- _Exercise requirements_
Rewrite the data starting at the line that contains "of the **distant" and ending at the line that contains "94 L 53 104", changing "olive tree" to "pine tree" and leaving everything else as it is. Leave the pictures out of your answer.

- _Records shown_
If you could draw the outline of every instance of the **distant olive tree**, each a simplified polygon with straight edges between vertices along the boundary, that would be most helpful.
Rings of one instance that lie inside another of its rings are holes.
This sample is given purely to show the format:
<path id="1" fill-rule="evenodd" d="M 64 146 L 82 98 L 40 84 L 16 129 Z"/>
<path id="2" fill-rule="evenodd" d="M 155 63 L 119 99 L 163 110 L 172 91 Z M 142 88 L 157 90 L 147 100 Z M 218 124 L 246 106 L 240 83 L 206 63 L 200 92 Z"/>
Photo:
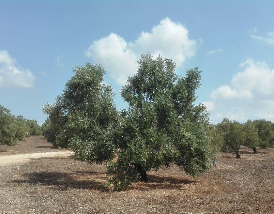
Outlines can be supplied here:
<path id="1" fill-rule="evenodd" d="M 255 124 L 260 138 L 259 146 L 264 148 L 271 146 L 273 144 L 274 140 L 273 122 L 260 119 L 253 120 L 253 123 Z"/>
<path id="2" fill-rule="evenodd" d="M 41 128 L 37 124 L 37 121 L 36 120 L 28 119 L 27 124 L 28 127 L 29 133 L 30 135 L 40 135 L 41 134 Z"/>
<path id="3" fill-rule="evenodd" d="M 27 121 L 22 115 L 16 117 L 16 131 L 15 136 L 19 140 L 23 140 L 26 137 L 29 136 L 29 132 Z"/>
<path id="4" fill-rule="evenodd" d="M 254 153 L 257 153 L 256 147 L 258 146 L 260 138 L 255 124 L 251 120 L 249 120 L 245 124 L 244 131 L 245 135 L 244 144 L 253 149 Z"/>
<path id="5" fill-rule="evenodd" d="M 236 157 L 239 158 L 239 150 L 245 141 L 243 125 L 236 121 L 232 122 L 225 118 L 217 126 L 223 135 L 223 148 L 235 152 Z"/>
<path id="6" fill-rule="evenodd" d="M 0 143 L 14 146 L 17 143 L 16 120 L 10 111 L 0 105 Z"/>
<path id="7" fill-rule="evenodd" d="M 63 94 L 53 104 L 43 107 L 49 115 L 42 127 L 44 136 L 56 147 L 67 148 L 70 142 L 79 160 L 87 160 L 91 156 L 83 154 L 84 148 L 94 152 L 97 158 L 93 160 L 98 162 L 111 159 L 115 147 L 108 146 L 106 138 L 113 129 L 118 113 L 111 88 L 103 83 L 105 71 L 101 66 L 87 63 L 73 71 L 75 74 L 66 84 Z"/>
==
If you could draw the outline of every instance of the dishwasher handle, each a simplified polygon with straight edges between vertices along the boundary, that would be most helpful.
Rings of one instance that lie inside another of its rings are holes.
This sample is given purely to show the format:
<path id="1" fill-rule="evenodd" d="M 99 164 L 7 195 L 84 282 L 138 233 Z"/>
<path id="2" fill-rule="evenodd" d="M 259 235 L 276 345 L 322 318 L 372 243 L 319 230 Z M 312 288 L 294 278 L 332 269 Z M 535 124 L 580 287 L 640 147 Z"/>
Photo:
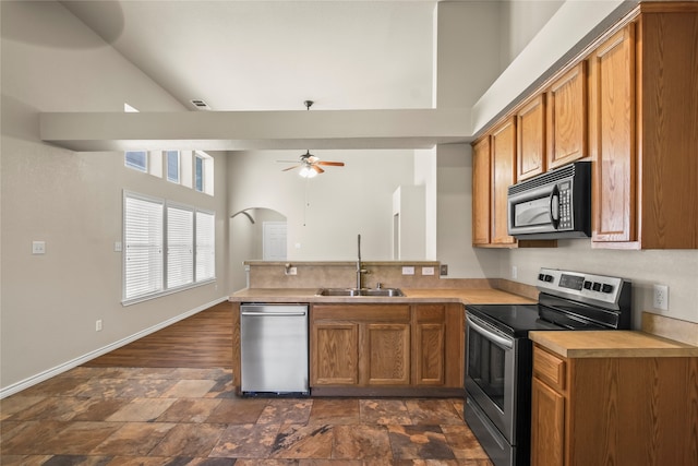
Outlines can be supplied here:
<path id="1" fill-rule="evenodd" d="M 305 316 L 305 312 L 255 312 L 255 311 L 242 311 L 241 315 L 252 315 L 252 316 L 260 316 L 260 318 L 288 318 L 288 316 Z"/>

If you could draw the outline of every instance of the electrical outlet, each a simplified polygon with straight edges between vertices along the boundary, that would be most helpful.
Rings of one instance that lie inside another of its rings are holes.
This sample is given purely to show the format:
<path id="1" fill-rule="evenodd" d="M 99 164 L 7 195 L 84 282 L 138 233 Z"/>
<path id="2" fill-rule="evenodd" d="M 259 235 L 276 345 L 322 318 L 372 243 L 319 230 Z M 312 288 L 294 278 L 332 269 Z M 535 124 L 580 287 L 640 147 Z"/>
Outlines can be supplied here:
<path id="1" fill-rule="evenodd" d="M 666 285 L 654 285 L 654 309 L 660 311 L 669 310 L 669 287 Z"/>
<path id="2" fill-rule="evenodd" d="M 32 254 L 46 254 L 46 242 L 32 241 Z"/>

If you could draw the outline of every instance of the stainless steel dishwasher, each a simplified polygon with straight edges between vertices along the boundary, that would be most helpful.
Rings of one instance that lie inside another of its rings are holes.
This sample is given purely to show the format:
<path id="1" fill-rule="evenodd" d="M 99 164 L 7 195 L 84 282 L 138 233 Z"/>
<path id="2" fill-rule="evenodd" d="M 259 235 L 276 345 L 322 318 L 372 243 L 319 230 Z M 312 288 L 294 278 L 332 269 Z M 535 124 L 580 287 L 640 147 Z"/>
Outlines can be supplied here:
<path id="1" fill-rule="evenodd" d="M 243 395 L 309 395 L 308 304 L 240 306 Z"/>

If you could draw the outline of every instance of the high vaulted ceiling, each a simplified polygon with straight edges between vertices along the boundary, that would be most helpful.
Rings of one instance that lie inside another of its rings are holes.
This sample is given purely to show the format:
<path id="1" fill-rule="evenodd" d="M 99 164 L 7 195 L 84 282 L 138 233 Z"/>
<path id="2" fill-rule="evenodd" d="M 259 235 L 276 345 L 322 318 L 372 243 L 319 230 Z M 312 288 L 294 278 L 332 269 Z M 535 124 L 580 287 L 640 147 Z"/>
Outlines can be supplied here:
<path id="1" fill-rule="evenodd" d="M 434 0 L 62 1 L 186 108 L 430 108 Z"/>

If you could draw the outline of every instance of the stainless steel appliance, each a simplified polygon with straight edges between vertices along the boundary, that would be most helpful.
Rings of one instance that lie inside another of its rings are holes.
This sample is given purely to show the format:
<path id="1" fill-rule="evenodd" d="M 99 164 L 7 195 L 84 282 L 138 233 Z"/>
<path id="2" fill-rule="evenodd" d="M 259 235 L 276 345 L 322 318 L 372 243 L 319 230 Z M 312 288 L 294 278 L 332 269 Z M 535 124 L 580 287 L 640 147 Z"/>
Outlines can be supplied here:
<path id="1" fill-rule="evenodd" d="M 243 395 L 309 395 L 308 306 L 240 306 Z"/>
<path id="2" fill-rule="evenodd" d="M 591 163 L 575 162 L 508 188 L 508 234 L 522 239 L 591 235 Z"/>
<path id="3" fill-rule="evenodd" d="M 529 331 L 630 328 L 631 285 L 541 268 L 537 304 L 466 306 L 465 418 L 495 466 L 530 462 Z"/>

- _Finished answer_
If you could draw the outline of every instance of the **distant pine tree**, each a simplified polygon with straight edges between vertices along the boundary, that would be most helpful.
Rings of one instance that lie inside another of its rings are holes.
This sample is given purely to show the format:
<path id="1" fill-rule="evenodd" d="M 64 146 L 82 98 L 40 84 L 16 129 Z"/>
<path id="2" fill-rule="evenodd" d="M 155 63 L 119 99 L 163 110 L 172 91 Z M 142 88 L 157 90 L 147 100 Z M 218 124 L 246 106 L 240 83 L 206 63 L 200 92 Z"/>
Photo:
Outlines can be supplied here:
<path id="1" fill-rule="evenodd" d="M 255 124 L 260 138 L 259 146 L 264 148 L 271 146 L 273 144 L 274 140 L 273 122 L 260 119 L 253 120 L 253 123 Z"/>
<path id="2" fill-rule="evenodd" d="M 41 128 L 37 124 L 37 121 L 36 120 L 28 119 L 27 124 L 28 127 L 29 133 L 30 135 L 40 135 L 41 134 Z"/>
<path id="3" fill-rule="evenodd" d="M 27 121 L 22 115 L 16 117 L 16 131 L 15 136 L 19 140 L 23 140 L 26 137 L 29 136 L 29 132 Z"/>
<path id="4" fill-rule="evenodd" d="M 254 153 L 257 153 L 256 147 L 258 146 L 260 138 L 255 124 L 251 120 L 249 120 L 245 124 L 244 131 L 245 135 L 244 144 L 253 149 Z"/>
<path id="5" fill-rule="evenodd" d="M 236 157 L 239 158 L 239 150 L 245 141 L 243 125 L 236 121 L 232 122 L 225 118 L 217 126 L 223 135 L 223 148 L 235 152 Z"/>
<path id="6" fill-rule="evenodd" d="M 0 143 L 14 146 L 17 143 L 16 120 L 10 111 L 0 105 Z"/>
<path id="7" fill-rule="evenodd" d="M 63 94 L 53 104 L 43 107 L 49 115 L 42 127 L 44 136 L 56 147 L 67 148 L 70 142 L 79 160 L 87 160 L 91 156 L 83 154 L 84 148 L 94 152 L 97 158 L 93 160 L 98 162 L 111 159 L 115 147 L 108 146 L 106 138 L 113 129 L 118 113 L 111 88 L 103 83 L 105 71 L 101 66 L 87 63 L 73 71 L 75 74 L 66 84 Z"/>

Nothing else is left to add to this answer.